<<<<

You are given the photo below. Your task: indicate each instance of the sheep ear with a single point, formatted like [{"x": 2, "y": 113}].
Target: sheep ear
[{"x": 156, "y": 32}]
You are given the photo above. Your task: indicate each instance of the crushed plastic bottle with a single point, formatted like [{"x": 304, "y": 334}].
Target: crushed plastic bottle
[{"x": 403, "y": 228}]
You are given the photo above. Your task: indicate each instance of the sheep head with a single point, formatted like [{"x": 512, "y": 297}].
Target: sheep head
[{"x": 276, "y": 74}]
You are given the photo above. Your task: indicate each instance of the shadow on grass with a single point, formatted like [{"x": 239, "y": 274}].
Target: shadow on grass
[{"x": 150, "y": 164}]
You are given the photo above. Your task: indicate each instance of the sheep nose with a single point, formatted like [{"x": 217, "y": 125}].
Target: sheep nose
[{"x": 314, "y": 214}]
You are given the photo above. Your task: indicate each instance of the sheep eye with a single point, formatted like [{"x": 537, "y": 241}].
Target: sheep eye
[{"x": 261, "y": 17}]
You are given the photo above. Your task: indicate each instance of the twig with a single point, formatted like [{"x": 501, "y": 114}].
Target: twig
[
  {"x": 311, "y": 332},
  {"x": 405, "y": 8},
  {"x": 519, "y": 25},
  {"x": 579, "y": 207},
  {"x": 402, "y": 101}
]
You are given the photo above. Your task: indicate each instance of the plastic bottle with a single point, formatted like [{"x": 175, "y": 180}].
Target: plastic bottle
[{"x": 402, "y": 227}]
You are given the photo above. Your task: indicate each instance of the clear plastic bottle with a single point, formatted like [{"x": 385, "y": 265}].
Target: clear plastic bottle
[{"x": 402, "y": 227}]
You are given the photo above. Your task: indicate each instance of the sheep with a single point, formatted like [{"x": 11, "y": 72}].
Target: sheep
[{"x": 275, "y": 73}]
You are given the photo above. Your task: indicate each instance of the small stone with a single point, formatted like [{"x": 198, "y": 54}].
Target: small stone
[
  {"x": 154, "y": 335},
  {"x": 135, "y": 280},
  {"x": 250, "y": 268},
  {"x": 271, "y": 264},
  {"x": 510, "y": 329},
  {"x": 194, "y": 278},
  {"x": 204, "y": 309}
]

>>>>

Your answer should consist of copies of the lines above that include the string "with".

YOUR RESPONSE:
You are given the photo below. Your task: indicate each instance of the sheep ear with a single point, formatted like [{"x": 2, "y": 113}].
You are given the photo above. Your task: indicate each instance of the crushed plastic bottle with a single point, formatted like [{"x": 304, "y": 334}].
You are given the photo above. Your task: indicate each instance of the sheep head with a single point, formatted like [{"x": 512, "y": 297}].
You are given the photo above. Your task: indicate each instance of the shadow on grass with a single point, formatted like [{"x": 239, "y": 274}].
You are given the photo above. Your task: indicate each instance of the sheep nose with a single point, formatted like [{"x": 217, "y": 125}].
You are given the photo above. Your task: indicate each instance of the sheep eye with a single point, formatted like [{"x": 537, "y": 241}].
You are given the photo above. Your task: indicate each instance of the twig with a single point, formatted like [{"x": 501, "y": 114}].
You are given the photo above. Your task: indicate each instance of the plastic bottle with a single point, formatted like [{"x": 175, "y": 180}].
You are given the photo above. Your task: indicate each instance of the clear plastic bottle with a single point, formatted like [{"x": 385, "y": 265}].
You are given the photo above. Your task: indicate each instance of the sheep with a single point, formatted like [{"x": 11, "y": 72}].
You are given the photo above. Your task: indicate each instance of the small stone with a single point, formatted like [{"x": 198, "y": 54}].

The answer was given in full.